* _Task a_: Pull out the stretch of entries from their very beginning through the line that contains "470, 499, 895, 720", both ends included, and reproduce it word for word.

* _Text shown_:
According to Lt. Cmdr. Roy Hoffman, Makin Island's command chaplain and community relations program coordinator, more than 100 Sailors directly support the Navy's community service program objectives this month by making a difference in the local community including strengthening education, providing humanitarian assistance, and supporting the quality of life in the San Diego area.
"Their presence as ambassadors of goodwill for the Navy and role models to members of the community, particularly youth, and their willingness to volunteer their time is a reflection of the caliber of people we have in the Navy," said Hoffman.
Hoffman said that the Sailors who have taken part in reaching out to these schools and the community have found the impact on the one who is serving others is often as great as the impact on those who are served.
"To see the light in a child's eyes, to help clothe the homeless or feed the hungry, to cast a vision of a world where people are committed to one another's well being - these are acts which lift all of us up," said Hoffman. "In this season of giving, we all learn the deeper truth that it is more blessed to give than to receive."
Makin Island volunteers supported nearby Oak Park Elementary School and Music Conservatory on multiple days, attending a fifth grade band concert in the school's auditorium as well as a special "December Nights" concert in San Diego's Balboa Park.
Nine Makin Island Sailors also attended a special "Tempo Tuesday" assembly Dec. 18 at Oak Park that included the kindergarten students performing for parents and other invited guests.
Oak Park school officials said they invited the Makin Island Sailors to the events as a way to inspire students to work and study hard while in school.

* _Task inputs_:
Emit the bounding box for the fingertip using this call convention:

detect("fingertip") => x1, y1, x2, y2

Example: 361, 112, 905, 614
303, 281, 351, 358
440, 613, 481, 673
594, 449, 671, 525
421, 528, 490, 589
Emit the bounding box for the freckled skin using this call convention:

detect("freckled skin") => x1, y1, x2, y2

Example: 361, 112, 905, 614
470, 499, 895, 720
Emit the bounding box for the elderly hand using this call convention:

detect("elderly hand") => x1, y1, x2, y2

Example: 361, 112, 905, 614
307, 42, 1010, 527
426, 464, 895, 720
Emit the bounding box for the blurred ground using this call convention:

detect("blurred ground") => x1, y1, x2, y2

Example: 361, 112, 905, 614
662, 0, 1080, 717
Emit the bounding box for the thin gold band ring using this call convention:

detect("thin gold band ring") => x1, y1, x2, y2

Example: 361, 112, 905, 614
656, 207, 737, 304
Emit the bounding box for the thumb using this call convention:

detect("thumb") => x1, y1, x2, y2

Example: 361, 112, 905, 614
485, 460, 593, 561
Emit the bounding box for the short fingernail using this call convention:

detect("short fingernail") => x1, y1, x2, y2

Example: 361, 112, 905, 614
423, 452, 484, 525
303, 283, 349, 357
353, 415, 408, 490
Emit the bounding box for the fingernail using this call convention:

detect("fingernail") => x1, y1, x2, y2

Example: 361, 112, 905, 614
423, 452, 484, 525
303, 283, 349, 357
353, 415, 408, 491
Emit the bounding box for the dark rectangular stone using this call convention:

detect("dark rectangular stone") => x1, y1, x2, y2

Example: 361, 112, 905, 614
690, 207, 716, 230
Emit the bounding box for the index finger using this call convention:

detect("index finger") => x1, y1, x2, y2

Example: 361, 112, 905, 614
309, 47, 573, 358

* _Task b_: Translate this sentence from the article on the Makin Island Sailors' volunteer work into Spanish: "Oak Park school officials said they invited the Makin Island Sailors to the events as a way to inspire students to work and study hard while in school."

* _Written solution a_:
Emit the bounding box for the fingertip using this call convention:

detect("fingertip") => x1, y1, x2, y2

Example: 361, 112, 905, 614
303, 281, 351, 358
440, 613, 481, 673
594, 449, 671, 525
421, 528, 490, 589
Emit the bounding box for the freckled skin using this call convention:

detect("freckled skin") => x1, y1, x2, y2

Example: 361, 112, 905, 614
470, 499, 895, 720

* _Written solution b_: Los funcionarios de la escuela Oak Park dijeron que invitaron a los marineros del Makin Island a los eventos como una forma de inspirar a los estudiantes a trabajar y estudiar con empeño mientras están en la escuela.